_EXERCISE DIRECTIONS_
The required result is the exact run of lines beginning at the one containing "Return the outline of every instance of the black" and ending at the last line of the entries.

Records from a dataset

────────────────────────────────────────

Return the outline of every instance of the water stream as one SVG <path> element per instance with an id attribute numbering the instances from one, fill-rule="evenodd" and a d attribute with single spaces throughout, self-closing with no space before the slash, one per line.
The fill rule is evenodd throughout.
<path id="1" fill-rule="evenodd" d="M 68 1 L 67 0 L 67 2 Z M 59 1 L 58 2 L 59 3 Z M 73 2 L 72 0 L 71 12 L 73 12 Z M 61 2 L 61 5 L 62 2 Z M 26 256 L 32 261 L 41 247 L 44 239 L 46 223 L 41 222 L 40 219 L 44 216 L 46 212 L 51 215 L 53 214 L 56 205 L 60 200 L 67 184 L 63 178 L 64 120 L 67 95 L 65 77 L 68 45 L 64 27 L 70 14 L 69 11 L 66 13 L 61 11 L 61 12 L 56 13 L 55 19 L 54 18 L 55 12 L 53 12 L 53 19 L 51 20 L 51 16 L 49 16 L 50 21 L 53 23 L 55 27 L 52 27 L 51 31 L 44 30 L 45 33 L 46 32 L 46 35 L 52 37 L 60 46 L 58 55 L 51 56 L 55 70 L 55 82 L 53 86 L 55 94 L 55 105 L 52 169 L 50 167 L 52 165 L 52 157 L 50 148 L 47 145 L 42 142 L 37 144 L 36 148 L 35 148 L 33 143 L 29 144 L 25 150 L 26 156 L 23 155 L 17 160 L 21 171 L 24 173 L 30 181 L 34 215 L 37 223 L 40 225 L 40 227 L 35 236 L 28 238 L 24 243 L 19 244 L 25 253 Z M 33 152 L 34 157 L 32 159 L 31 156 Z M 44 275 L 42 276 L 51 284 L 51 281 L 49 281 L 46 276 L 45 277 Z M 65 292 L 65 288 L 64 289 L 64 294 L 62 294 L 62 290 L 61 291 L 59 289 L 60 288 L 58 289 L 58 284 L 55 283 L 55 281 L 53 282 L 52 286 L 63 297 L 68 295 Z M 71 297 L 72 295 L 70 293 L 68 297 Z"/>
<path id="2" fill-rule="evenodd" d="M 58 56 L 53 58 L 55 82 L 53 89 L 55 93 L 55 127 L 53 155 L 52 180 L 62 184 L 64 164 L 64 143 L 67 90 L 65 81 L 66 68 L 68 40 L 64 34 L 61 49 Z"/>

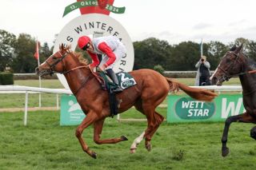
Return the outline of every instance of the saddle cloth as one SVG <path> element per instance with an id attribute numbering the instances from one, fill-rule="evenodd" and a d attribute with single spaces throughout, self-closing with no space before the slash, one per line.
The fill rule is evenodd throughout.
<path id="1" fill-rule="evenodd" d="M 116 75 L 118 79 L 119 86 L 122 89 L 126 89 L 137 84 L 134 78 L 126 72 L 120 72 L 118 73 L 116 73 Z M 111 78 L 106 73 L 100 72 L 99 76 L 103 78 L 106 88 L 107 89 L 116 88 L 117 85 L 112 81 Z"/>

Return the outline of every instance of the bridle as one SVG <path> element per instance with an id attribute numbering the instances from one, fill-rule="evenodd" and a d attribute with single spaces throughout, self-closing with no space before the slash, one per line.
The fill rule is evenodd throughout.
<path id="1" fill-rule="evenodd" d="M 62 68 L 65 68 L 65 64 L 63 62 L 63 59 L 67 56 L 67 54 L 70 54 L 72 57 L 74 57 L 74 54 L 70 52 L 70 51 L 66 51 L 65 50 L 65 53 L 64 54 L 62 54 L 61 52 L 58 51 L 57 52 L 59 56 L 58 57 L 56 57 L 55 56 L 55 53 L 53 54 L 52 57 L 55 57 L 55 58 L 58 58 L 54 63 L 50 64 L 47 61 L 47 60 L 46 61 L 46 63 L 48 65 L 48 66 L 50 67 L 50 71 L 47 71 L 47 73 L 50 73 L 50 76 L 54 75 L 54 73 L 61 73 L 61 74 L 66 74 L 73 70 L 75 70 L 75 69 L 82 69 L 82 68 L 86 68 L 86 67 L 88 67 L 88 66 L 86 66 L 86 65 L 82 65 L 82 66 L 78 66 L 78 67 L 75 67 L 75 68 L 73 68 L 70 70 L 66 70 L 66 71 L 63 71 L 63 72 L 56 72 L 54 71 L 55 70 L 55 66 L 59 63 L 59 62 L 62 62 Z"/>
<path id="2" fill-rule="evenodd" d="M 72 69 L 70 69 L 70 70 L 66 70 L 66 71 L 63 70 L 63 72 L 56 72 L 56 71 L 54 71 L 54 70 L 55 70 L 55 66 L 56 66 L 59 62 L 62 62 L 62 68 L 65 68 L 65 63 L 63 62 L 63 59 L 64 59 L 68 54 L 70 54 L 71 57 L 74 57 L 73 53 L 71 53 L 71 52 L 70 52 L 70 51 L 66 51 L 66 50 L 65 50 L 65 53 L 64 53 L 64 54 L 62 54 L 62 53 L 59 52 L 59 51 L 58 51 L 58 53 L 58 53 L 59 56 L 58 56 L 58 57 L 56 57 L 56 56 L 55 56 L 55 53 L 53 54 L 52 56 L 50 56 L 50 57 L 52 57 L 58 58 L 54 63 L 49 63 L 49 62 L 47 61 L 47 60 L 46 61 L 46 64 L 48 65 L 48 66 L 50 67 L 50 71 L 47 71 L 47 70 L 48 70 L 48 69 L 47 69 L 47 70 L 46 70 L 46 71 L 44 72 L 44 73 L 50 73 L 50 75 L 51 75 L 51 76 L 52 76 L 54 73 L 61 73 L 61 74 L 66 74 L 66 73 L 70 73 L 70 72 L 71 72 L 71 71 L 76 70 L 76 69 L 79 69 L 89 67 L 89 66 L 87 66 L 87 65 L 80 65 L 80 66 L 78 66 L 78 67 L 72 68 Z M 86 77 L 82 81 L 82 85 L 80 85 L 80 87 L 79 87 L 75 92 L 73 93 L 74 95 L 76 95 L 76 94 L 78 93 L 78 91 L 86 84 L 86 82 L 87 82 L 87 81 L 89 80 L 89 78 L 90 77 L 90 76 L 91 76 L 91 74 L 90 74 L 88 77 Z"/>

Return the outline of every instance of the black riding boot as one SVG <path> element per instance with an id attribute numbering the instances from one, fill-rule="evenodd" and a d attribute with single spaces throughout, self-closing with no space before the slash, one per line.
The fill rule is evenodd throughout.
<path id="1" fill-rule="evenodd" d="M 115 89 L 113 89 L 112 92 L 114 93 L 120 93 L 122 92 L 122 89 L 119 86 L 118 80 L 117 76 L 115 75 L 114 72 L 111 69 L 108 69 L 106 70 L 107 74 L 110 77 L 113 82 L 118 85 L 118 87 Z"/>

────────────────────────────────────────

_FINAL RESULT_
Return the outline of every instance of the black riding boot as one SVG <path> element per instance with an id attribute numbering the instances from one, fill-rule="evenodd" and a d attribute with single spaces throughout, self-closing with no space before the slash, one per line.
The fill rule is evenodd throughout.
<path id="1" fill-rule="evenodd" d="M 115 89 L 113 89 L 112 92 L 114 93 L 120 93 L 122 92 L 122 89 L 119 86 L 118 80 L 117 76 L 115 75 L 114 72 L 111 69 L 108 69 L 106 70 L 107 74 L 110 77 L 113 82 L 118 85 L 118 87 Z"/>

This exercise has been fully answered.